> [TUS INSTRUCCIONES]: Por favor, retoma el texto sobre la reforma de la ley de matrimonio y prosíguelo a partir de su última oración.

··· TEXTO EXTRAÍDO ···

El feudalismo y el oscurantismo todavía combaten a la libertad y la igualdad en las provincias más antiguas del país. Allí es donde se encuentra más resistencia a abrir la ley del matrimonio a todas las personas. Lograr que el Senado, representante de las provincias y no de la población, apruebe esta ley significará que esas provincias se han sacudido sus cadenas feudales y que la escuela sarmientina ha logrado disipar la oscuridad de las mentes. Hoy el retrato de Sarmiento ha sido retirado de la oficina del Ministro de Educación del Gobierno de la Ciudad de Buenos Aires, porque disgustó al cardenal primado; la derrota de la modificación de la Ley de Matrimonio será equivalente a la derrota de la escuela y el conocimiento racional.

··· DATOS PROPORCIONADOS ···

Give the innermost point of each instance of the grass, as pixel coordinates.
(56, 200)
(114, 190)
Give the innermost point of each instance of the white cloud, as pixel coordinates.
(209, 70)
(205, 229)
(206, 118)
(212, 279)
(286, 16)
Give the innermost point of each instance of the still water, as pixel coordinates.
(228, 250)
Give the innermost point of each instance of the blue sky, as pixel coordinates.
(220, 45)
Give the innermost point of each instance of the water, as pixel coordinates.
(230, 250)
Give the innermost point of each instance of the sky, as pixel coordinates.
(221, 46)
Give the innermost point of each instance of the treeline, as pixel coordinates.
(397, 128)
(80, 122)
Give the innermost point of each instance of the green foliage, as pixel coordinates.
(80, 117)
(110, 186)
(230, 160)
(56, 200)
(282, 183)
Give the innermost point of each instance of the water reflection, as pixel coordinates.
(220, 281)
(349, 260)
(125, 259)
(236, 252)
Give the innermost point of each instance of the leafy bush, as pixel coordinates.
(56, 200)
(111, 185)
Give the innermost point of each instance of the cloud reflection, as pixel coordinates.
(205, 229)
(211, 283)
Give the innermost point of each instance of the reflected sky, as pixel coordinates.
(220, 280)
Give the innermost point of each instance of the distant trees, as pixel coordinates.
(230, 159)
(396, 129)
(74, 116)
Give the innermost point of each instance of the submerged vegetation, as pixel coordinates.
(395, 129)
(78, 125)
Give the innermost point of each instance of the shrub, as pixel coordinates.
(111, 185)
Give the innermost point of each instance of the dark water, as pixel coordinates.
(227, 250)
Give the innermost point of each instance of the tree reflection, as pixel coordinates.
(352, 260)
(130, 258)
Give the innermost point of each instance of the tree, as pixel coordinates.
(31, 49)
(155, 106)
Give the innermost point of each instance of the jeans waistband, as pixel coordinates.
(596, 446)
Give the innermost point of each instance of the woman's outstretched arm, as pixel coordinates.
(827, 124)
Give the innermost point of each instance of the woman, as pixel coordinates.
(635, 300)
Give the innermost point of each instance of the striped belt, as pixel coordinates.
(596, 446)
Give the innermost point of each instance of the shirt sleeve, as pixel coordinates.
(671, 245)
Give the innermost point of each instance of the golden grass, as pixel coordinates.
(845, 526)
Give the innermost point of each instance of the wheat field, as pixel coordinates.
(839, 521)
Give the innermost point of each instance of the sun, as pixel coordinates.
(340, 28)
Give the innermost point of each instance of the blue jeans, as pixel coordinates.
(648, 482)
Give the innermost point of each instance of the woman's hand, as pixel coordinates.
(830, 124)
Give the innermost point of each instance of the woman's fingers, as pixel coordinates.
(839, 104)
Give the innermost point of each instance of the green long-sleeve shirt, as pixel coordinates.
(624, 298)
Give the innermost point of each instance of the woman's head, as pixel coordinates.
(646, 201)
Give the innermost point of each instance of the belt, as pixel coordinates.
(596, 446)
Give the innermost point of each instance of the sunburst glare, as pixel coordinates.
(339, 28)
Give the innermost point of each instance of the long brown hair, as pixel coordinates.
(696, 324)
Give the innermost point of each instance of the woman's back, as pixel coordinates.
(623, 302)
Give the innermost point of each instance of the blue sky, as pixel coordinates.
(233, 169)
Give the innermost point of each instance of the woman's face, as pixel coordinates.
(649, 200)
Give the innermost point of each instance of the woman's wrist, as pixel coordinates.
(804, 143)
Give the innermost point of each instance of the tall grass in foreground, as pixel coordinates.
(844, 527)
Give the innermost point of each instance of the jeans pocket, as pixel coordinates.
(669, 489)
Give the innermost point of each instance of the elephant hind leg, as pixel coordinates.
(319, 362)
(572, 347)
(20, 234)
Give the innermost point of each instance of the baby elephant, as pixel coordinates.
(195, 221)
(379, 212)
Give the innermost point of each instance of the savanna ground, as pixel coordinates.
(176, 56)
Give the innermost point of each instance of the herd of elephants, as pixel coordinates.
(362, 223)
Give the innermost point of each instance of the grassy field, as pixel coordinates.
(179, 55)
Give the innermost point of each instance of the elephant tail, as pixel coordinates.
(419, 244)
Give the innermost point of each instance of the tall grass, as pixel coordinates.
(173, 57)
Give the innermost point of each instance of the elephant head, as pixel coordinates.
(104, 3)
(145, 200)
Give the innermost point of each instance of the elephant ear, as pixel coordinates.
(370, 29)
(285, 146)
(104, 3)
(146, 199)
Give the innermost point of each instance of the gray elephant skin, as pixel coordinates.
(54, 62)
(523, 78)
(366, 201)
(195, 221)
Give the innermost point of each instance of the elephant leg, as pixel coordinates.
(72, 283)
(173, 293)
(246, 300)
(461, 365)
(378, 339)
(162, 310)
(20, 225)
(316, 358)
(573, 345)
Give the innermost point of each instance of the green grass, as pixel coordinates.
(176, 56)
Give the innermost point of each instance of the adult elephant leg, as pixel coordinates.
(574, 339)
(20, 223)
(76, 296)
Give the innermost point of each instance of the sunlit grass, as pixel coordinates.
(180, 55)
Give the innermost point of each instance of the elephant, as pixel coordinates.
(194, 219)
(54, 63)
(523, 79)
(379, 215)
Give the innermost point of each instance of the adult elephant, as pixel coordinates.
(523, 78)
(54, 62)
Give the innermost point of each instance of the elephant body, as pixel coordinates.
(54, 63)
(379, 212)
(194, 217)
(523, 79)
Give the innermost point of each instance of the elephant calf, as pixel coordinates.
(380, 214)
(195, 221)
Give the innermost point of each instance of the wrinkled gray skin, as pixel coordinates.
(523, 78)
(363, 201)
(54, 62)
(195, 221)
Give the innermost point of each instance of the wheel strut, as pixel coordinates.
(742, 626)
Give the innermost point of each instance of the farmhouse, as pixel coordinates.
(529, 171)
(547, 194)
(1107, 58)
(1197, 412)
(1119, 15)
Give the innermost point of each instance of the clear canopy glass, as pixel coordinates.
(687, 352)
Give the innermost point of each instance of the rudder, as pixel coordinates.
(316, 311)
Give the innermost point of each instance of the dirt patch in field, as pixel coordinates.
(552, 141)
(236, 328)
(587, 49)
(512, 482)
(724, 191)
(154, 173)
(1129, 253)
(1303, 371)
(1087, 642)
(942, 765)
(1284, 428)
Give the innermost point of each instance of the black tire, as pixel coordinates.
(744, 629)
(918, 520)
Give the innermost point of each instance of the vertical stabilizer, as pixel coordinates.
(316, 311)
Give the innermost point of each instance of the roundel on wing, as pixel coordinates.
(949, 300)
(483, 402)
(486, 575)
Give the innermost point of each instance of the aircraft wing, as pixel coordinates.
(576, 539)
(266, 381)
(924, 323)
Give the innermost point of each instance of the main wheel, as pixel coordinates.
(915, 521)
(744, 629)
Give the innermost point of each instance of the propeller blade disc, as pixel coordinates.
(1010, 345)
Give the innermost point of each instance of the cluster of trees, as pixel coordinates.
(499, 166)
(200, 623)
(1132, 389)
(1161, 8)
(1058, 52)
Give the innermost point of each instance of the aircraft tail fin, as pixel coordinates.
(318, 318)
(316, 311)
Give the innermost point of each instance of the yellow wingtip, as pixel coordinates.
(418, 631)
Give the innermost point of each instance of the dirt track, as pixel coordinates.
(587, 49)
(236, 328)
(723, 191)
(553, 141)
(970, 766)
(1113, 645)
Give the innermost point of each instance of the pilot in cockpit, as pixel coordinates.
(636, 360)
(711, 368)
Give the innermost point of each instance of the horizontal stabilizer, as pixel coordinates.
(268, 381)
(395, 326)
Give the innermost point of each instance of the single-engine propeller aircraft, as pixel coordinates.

···

> [RESULTADO DEL EJERCICIO]:
En cuanto a que es necesario privar a los homosexuales del derecho de adopción en defensa de niños, niñas y adolescentes, es una objeción irracional que oculta desprecio y resquemor contra ellos, tanto como la sátira y la burla ocultan desprecio machista. Son batallas culturales que requieren otros campos para ser libradas. Ésta es una batalla política, que puede ayudar a liberar al Norte y el Nordeste de
sus ataduras feudales, y a la ciudadanía de sus ataduras religiosas.
El resultado de esta pelea lo sabremos el 14 de julio. Si el Senado devuelve a Diputados la ley modificada para hacer distinciones entre heterosexuales y homosexuales, la Argentina retrocederá a donde estaba Estados Unidos antes del busing de Kennedy o Sudáfrica antes de Soweto; y nuestro pueblo aprenderá que los políticos hacen que la Constitución se arrodille ante los religiosos, los violentos y los poderosos. Parte del camino andado desde que cayó la dictadura se
desandará, y se despertarán algunos monstruos hoy dormidos.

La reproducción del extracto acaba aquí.